## Task
How many lines in the records below contain the string "point"? Reply with the number only.

## Material for this task
####
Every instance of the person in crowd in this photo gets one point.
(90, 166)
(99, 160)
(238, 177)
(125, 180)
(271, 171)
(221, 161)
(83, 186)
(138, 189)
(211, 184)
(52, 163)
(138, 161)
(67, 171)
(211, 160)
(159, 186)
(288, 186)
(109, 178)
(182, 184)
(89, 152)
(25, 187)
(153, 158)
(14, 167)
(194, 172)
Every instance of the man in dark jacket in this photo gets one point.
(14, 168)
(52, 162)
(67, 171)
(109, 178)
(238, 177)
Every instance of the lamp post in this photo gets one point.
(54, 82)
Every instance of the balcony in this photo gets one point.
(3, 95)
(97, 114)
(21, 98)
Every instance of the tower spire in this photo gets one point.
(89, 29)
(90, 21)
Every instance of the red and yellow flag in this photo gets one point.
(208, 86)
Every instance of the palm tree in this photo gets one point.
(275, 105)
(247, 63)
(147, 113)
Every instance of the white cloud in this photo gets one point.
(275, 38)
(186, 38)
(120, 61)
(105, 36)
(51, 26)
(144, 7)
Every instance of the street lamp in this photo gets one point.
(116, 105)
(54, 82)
####
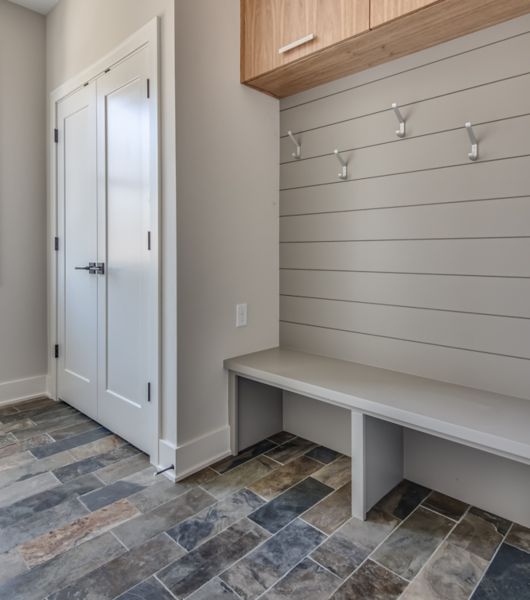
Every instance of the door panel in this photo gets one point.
####
## The output
10